_Aim_
All the records that follow need to be reproduced exactly. Omit the images.

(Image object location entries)

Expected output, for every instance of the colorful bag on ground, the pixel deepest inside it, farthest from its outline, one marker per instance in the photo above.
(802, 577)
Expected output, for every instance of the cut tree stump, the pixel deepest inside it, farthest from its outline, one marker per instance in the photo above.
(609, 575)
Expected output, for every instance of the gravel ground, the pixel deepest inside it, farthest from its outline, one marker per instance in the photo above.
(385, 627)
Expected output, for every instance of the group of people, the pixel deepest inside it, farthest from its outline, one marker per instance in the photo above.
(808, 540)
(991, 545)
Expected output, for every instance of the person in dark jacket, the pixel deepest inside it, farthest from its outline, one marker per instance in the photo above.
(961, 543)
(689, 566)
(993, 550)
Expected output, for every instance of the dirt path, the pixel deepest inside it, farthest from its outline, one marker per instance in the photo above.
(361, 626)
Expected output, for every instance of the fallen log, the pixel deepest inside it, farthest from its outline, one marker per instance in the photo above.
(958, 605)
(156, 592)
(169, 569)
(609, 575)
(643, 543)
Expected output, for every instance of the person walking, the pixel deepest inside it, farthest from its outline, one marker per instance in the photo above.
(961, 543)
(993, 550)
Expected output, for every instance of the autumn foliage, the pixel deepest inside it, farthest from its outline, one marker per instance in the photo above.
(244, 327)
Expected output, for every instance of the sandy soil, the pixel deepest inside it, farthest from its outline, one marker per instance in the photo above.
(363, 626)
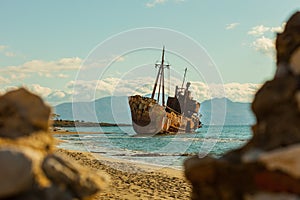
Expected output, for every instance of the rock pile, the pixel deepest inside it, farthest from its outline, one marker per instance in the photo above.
(268, 166)
(30, 169)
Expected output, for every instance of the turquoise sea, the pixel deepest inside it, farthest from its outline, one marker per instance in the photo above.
(120, 143)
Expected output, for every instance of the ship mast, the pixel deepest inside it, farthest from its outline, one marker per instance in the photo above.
(184, 77)
(161, 77)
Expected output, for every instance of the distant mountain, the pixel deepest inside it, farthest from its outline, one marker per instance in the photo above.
(116, 110)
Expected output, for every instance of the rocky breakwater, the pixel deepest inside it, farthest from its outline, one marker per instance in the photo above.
(268, 166)
(29, 167)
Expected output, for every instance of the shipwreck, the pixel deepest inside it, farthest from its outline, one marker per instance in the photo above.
(152, 116)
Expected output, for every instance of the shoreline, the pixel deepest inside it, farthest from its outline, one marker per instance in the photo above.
(130, 180)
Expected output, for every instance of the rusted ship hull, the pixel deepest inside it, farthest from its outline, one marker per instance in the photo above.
(150, 118)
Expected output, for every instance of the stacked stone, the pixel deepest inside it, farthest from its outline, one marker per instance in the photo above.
(30, 169)
(268, 166)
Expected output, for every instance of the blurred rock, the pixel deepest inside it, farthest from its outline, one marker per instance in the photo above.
(28, 168)
(268, 166)
(16, 173)
(22, 113)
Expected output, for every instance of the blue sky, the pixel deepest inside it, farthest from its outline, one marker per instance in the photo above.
(44, 44)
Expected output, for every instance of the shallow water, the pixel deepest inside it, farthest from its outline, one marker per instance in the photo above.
(120, 143)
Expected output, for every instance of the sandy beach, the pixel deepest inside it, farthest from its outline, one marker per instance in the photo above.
(131, 180)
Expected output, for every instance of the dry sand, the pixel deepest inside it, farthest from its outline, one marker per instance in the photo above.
(133, 181)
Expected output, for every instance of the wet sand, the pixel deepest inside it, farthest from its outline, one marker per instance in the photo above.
(130, 180)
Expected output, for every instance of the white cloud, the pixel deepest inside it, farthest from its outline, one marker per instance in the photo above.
(153, 3)
(93, 89)
(264, 45)
(231, 26)
(278, 29)
(40, 90)
(4, 80)
(62, 76)
(3, 47)
(48, 69)
(259, 30)
(264, 42)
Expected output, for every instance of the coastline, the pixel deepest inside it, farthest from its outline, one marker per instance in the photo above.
(130, 180)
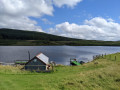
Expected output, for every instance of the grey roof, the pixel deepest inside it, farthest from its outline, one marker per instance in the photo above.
(43, 57)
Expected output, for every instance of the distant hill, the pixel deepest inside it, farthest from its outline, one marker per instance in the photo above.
(31, 38)
(30, 35)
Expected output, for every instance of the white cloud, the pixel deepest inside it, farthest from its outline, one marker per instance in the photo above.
(15, 13)
(46, 21)
(97, 28)
(22, 23)
(69, 3)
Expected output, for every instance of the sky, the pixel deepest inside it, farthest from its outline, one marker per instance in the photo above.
(83, 19)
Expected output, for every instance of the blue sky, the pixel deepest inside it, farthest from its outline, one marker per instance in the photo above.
(87, 9)
(100, 19)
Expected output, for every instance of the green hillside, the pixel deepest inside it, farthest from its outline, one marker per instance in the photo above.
(100, 74)
(32, 38)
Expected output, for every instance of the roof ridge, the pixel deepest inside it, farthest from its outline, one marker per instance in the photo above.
(38, 54)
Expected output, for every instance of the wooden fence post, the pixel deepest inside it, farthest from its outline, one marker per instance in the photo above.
(115, 58)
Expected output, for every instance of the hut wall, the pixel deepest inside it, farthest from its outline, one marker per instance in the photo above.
(35, 64)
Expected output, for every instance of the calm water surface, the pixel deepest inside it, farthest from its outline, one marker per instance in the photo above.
(59, 54)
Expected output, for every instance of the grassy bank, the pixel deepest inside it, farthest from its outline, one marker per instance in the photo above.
(101, 74)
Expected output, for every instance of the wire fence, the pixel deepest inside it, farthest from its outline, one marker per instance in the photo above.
(114, 57)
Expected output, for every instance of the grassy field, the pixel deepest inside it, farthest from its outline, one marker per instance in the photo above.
(101, 74)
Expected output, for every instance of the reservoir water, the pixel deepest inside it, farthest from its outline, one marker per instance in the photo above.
(59, 54)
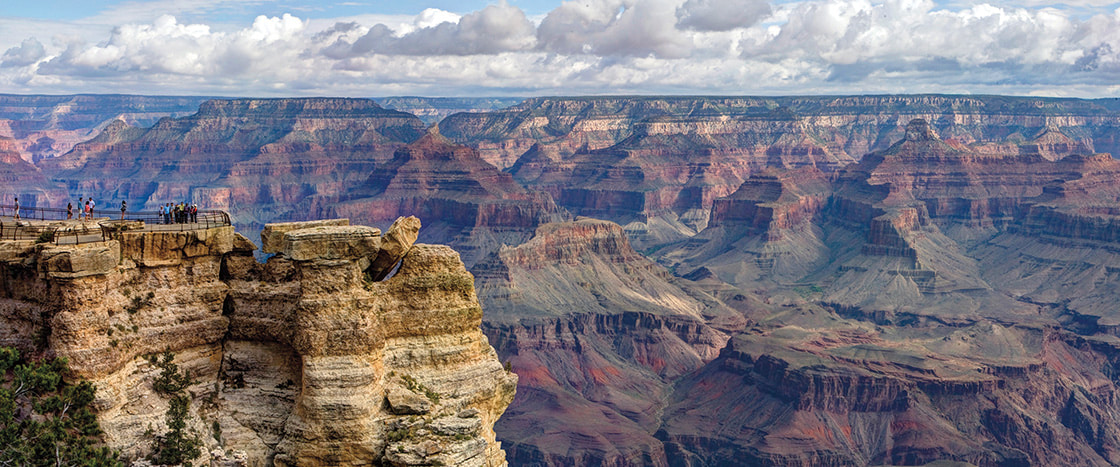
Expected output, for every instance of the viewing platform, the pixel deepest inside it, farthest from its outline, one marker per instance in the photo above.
(47, 224)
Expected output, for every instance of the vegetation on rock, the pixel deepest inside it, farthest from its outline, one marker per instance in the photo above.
(44, 420)
(178, 445)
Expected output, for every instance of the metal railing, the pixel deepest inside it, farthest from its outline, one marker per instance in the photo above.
(103, 224)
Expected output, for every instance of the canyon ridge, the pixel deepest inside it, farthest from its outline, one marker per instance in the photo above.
(804, 280)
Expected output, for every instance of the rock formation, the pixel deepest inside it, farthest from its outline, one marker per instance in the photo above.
(474, 206)
(302, 360)
(837, 280)
(49, 125)
(597, 334)
(263, 160)
(25, 180)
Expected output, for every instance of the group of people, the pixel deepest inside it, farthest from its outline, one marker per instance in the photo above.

_Reply_
Expected output, for every instance of the colorful bag on ground, the pixel deepest inside it, farthest from its outline, one marker per instance in the photo above.
(802, 577)
Expected output, for every instance of the cut tree stump, the pixel deepest inside it, farthest from its outline, one marker per instance in the photo above.
(609, 575)
Expected output, for every instance of the gravel ground, the pixel deepest inside it, farthest from its outline, one marker per instance in the photo above.
(385, 627)
Expected output, for every instance of the group of people, the pixel deepest inside it, farthest from its outline, one marker per instance in the photo above.
(808, 540)
(991, 545)
Expected output, for every instance of the person in dark jacket, the pixel deepest inside it, farthest from its outline, one marker per instance in the photo above.
(961, 543)
(689, 566)
(993, 550)
Expected output, for every instance of the dirt path, the pixel deepest inside it, farthest from its outline, one marker per instance in the photo above.
(361, 626)
Expected output, for every instance of the fallen log, the pixel deepest inside it, farthest from its outline, one marker per instance in the photo above.
(958, 605)
(156, 592)
(169, 569)
(609, 575)
(643, 543)
Expected output, for every instance of the person walking, the pixel deepest inside it, farthest from its outline, one marker per instance in the photo above.
(961, 543)
(993, 550)
Expected output, for every instance of the autumn foliage, the pixel deepest inside it, farthest from its outline, one marker per instance in the photo above.
(244, 327)
Expected output, for every instance of the sandy soil, the pixel deepest inside it, farthest from its outline, one marker per instance in the photo above.
(363, 626)
Expected output, for every instance of the rock pile, the pixel deepest inside it, farthest from its outline, one marker per instance in the photo above.
(268, 166)
(30, 169)
Expected output, for every instance of the turquoise sea, the pixel deepest inside it, farthest from its outline, one marker per instance in the photo above.
(120, 143)
Expected output, for every instance of the ship mast, the pixel deepest inside it, farthest from its outline, one marker per instance in the photo above.
(184, 77)
(161, 77)
Expected output, for every instance of the distant mountain, the pixel deepest inside it, farthest from its outline, one marker per instance in the photo above.
(116, 110)
Expected output, for every instance of the rocky breakwater, the pixel deepest inside it, farthest from its outline, one marker per instance in the photo above.
(268, 166)
(29, 167)
Expected output, for every instance of the shipwreck, the pixel deepest inside it, farthest from its outline, one marker per instance in the photo above.
(152, 116)
Expected output, for every instance of the shoreline, the pixel deepest inside it, farthest from its outline, one marker per instance in the photo above.
(130, 180)
Expected output, for every instance of the rusted ship hull, the pixel deepest inside it, farthest from its outline, one marker per instance in the photo above.
(150, 118)
Expected output, for every instance of the stacked stone, the pixel deepest inside it, farthest from its outline, one marker per instance in the photo above.
(30, 169)
(268, 166)
Expected output, for every instance of the blurred rock, the pixel deepest inside it, farthest from its outline, one marker per instance in the photo above.
(28, 168)
(268, 166)
(16, 173)
(22, 113)
Expected output, for every instance of the blue sky, the pixel deepest inside it, farthest from its outline, one marker per instance in the photo above.
(44, 44)
Expected output, for every instance of the shallow water, the pixel deepest inside it, farthest from its outline, one marker per instance in the photo above.
(120, 143)
Expected output, for every instance of the sandy beach, the pixel deepest inside it, farthest from its outline, one marker per instance in the photo above.
(131, 180)
Expected output, for every instance of the dry sand, the pixel deepest inside it, farthest from its outline, one marker per instance in the photo above.
(133, 181)
Expected output, for every instance of the wet sand, the pixel deepest inside it, farthest from its outline, one marker per instance in the photo above.
(130, 180)
Expected output, for every instance of the white cloud, the pixel deepest inside it, farthest from its outline, one marker per instance in the photo above.
(153, 3)
(93, 89)
(264, 45)
(231, 26)
(278, 29)
(40, 90)
(4, 80)
(62, 76)
(3, 47)
(48, 69)
(259, 30)
(264, 42)
Expected output, for every instance of the coastline, the pixel deepest inside it, farthest from its outline, one marker per instance in the photo above.
(130, 180)
Expected output, for every instance of the grey roof, the pixel deepest inside it, farthest from its outline, one marker per instance in the photo above.
(43, 57)
Expected output, for every instance of the distant hill, the pixel deepest inside it, farthest from its outline, one marker per instance in the photo above.
(31, 38)
(30, 35)
Expected output, for every instance of the white cloud, the pixel deepest inside it, farthest from its outline, one marker per instance in the photo above.
(15, 13)
(46, 21)
(97, 28)
(22, 23)
(69, 3)
Expected output, for every instance of the sky, the pixel deepest inside it, farthest from its outline, one marker per instance in the photo above.
(83, 19)
Expected output, for every instance of the blue sky, the pixel deepest inside it, farthest from its outline, one marker per instance in the photo above.
(87, 9)
(100, 19)
Expected output, for every instance of the green hillside, the pixel deepest inside it, farthest from its outline, one marker per instance in the photo above.
(100, 74)
(32, 38)
Expected output, for every instance of the roof ridge, the pixel deepest inside it, farthest from its outline, one marker per instance in the photo above.
(38, 54)
Expected output, for every instance of the wooden fence post, the pixel deepest inside it, farthest from its outline, one marker per instance in the photo above.
(115, 58)
Expected output, for every instance of the hut wall, the pixel deepest inside it, farthest from its outline, one marker per instance in the photo above.
(35, 64)
Expected output, for every instance of the calm water surface, the pixel deepest inside it, farthest from its outline, one marker per instance in the photo above.
(59, 54)
Expected output, for every instance of the grassy bank, the pixel deepest inside it, farthest from its outline, one marker per instance in the photo above.
(101, 74)
Expected output, for every instance of the wire fence, the pixel deepest inside it, farthest from its outline, one marker per instance in the photo above.
(114, 57)
Expected output, for every instance of the grassy field, the pixel deepest inside it, farthest from its outline, one marker per instance in the photo above.
(101, 74)
Expected output, for every instance of the reservoir water, the pixel deepest inside it, farthest from its outline, one marker per instance in the photo above.
(59, 54)
Expected output, for every instance of the viewing platform, the pixel deepest inside it, farthest from its outline, one marker per instance in the photo above.
(47, 224)
Expected output, for every instance of the vegetation on rock, the pixel deepest inside it, farthest from its outline, one marker per instance in the photo above.
(44, 420)
(178, 445)
Expected output, for every instance of the metal railing, the pixel deepest inside it, farthest from its outline, one marker per instance in the photo above.
(103, 224)
Expected output, for every instance of the canyon ridge, the pixel deepest inside it, farthest from its outline, one marker per instance in the photo above.
(804, 280)
Expected output, for every instance of the rock formation, the pixel deepest inside it, farthest from its outline, one marker per instance in the photo above.
(474, 206)
(302, 360)
(837, 280)
(49, 125)
(597, 334)
(263, 160)
(25, 180)
Expected output, for every instance of the group of people, the pixel deepest inside it, farthest from its outline, one marker per instance in the photo above.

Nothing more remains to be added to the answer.